**Description of the task**
Find the string "moss" in the records. Copy each line that has it.

**Input data**

= = =

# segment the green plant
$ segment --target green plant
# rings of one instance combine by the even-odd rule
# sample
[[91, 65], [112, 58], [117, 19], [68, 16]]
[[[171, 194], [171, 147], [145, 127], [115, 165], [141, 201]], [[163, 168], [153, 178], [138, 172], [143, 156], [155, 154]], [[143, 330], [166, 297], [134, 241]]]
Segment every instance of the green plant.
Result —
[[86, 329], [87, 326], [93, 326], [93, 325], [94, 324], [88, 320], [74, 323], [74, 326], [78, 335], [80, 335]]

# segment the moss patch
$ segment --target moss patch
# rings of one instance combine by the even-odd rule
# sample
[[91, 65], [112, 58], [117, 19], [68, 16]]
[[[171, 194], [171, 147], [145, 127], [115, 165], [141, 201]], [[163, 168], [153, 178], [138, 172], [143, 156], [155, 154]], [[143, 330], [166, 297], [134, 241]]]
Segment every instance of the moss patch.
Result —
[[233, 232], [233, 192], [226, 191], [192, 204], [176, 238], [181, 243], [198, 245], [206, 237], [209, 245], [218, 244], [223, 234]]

= = =

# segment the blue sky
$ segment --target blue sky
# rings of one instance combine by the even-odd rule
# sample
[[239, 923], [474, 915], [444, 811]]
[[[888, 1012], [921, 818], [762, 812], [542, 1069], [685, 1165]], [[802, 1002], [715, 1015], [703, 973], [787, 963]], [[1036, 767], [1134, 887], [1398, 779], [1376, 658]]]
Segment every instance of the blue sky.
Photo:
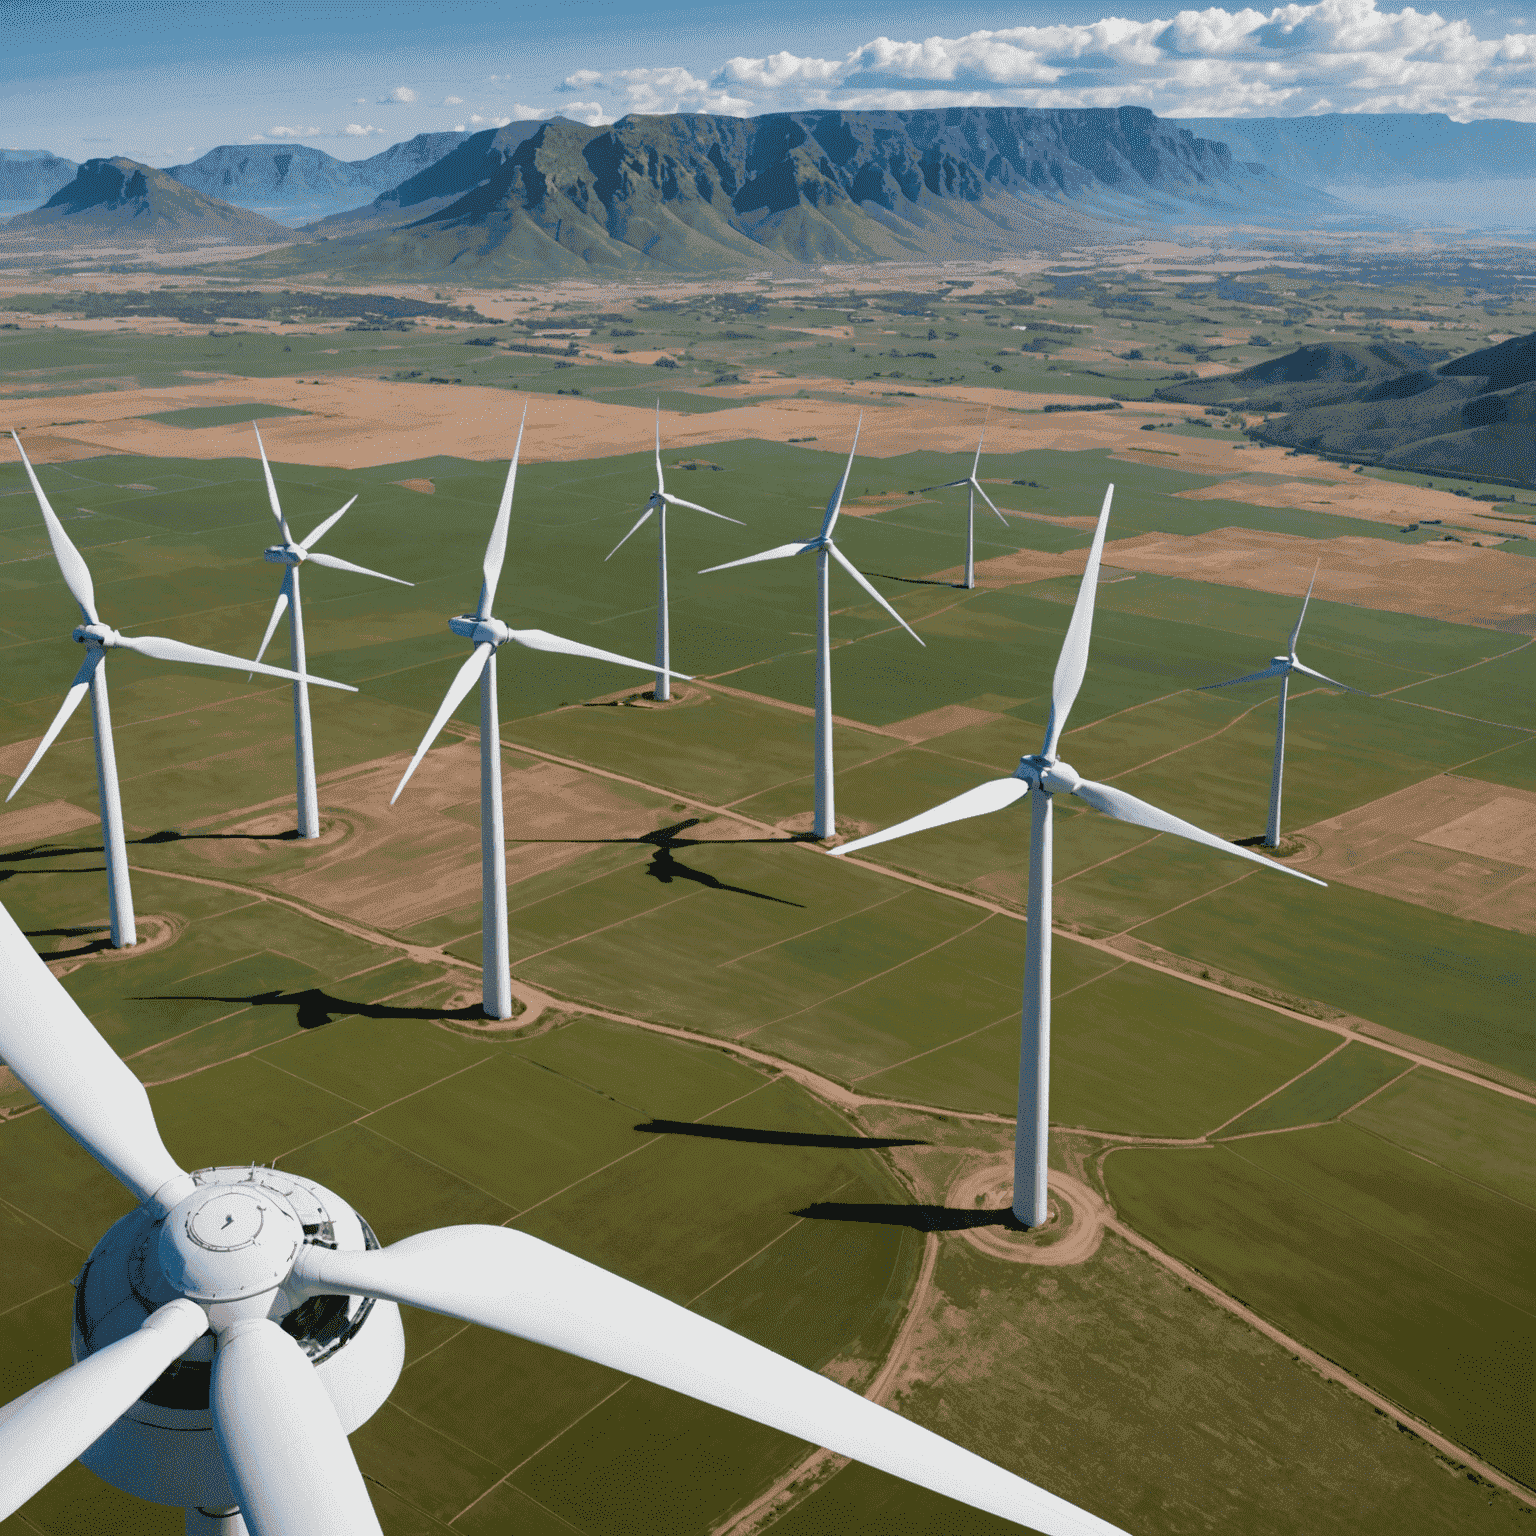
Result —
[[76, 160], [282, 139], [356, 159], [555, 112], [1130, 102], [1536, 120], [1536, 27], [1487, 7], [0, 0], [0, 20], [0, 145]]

= = =

**Task response**
# segment the moss patch
$ segment --target moss patch
Segment every instance of the moss patch.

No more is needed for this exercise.